■ STATED PROBLEM ■
Please write out word for word the stretch of data from the line containing "ski handlebar, draw" through the line containing "[189,317,386,373]", both ends included.

──────── DATASET CONTENT ────────

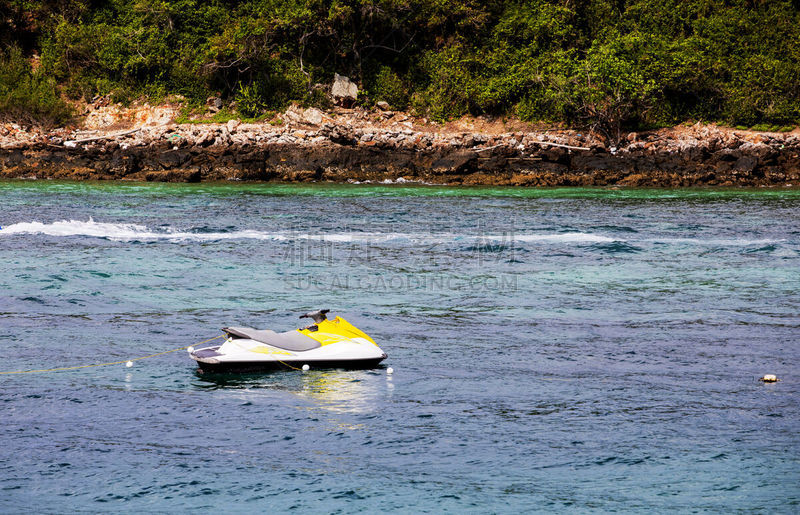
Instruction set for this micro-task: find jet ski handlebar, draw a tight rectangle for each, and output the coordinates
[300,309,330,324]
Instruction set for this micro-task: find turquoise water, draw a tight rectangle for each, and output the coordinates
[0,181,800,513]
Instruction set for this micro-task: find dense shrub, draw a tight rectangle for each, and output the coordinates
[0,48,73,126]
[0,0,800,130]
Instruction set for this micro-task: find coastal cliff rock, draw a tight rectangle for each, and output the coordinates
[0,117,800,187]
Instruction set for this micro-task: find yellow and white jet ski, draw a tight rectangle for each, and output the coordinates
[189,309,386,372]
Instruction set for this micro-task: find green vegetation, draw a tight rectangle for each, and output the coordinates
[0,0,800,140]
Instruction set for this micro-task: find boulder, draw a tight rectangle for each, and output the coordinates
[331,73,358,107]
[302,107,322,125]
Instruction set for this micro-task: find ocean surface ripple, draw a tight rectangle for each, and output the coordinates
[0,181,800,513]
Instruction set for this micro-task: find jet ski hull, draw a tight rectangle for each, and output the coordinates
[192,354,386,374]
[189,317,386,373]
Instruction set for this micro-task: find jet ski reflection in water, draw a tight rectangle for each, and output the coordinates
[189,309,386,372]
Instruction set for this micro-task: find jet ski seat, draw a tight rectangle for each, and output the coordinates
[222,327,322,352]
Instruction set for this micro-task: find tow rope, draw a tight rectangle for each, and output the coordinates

────────
──────── DATASET CONTENT ────────

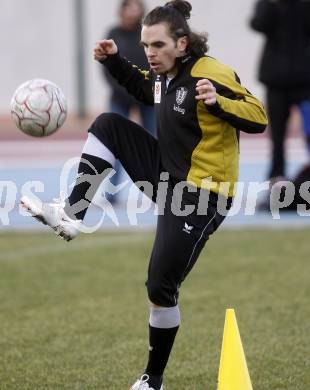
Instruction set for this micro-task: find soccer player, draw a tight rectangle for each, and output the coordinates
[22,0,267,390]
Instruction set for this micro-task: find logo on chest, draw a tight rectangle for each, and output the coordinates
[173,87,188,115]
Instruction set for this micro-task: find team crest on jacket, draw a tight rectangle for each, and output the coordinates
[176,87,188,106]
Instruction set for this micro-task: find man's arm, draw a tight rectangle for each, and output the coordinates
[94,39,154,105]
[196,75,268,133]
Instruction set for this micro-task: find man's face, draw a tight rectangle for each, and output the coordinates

────────

■ RESPONSE TO THE TASK ■
Instruction set for this micro-task: find jet ski handlebar, draw a tight rectangle for each, and output the coordinates
[300,309,330,324]
Instruction set for this micro-task: find turquoise water, draw a tight rectangle for each, and output the coordinates
[0,181,800,513]
Instruction set for this micro-task: find dense shrub, draw a tight rectangle for each, and output the coordinates
[0,48,73,126]
[0,0,800,130]
Instruction set for this micro-task: find coastal cliff rock, draw a tight rectangle for each, and output the coordinates
[0,117,800,187]
Instruction set for this micro-task: find yellow and white jet ski, draw a tight rectangle for each, and output the coordinates
[189,309,386,372]
Instruction set for this micro-task: find green vegetation, draw a tight rectangle for each, and output the coordinates
[0,0,800,140]
Instruction set for this micro-task: find boulder, draw a tight rectangle for each, and output the coordinates
[331,73,358,107]
[302,107,322,125]
Instruction set for this micro-task: find ocean surface ripple, draw a tight rectangle for each, and output the coordinates
[0,181,800,513]
Instruction set for this micro-task: find jet ski hull, draw a tight rectangle for each, and output the coordinates
[192,354,386,374]
[189,317,386,373]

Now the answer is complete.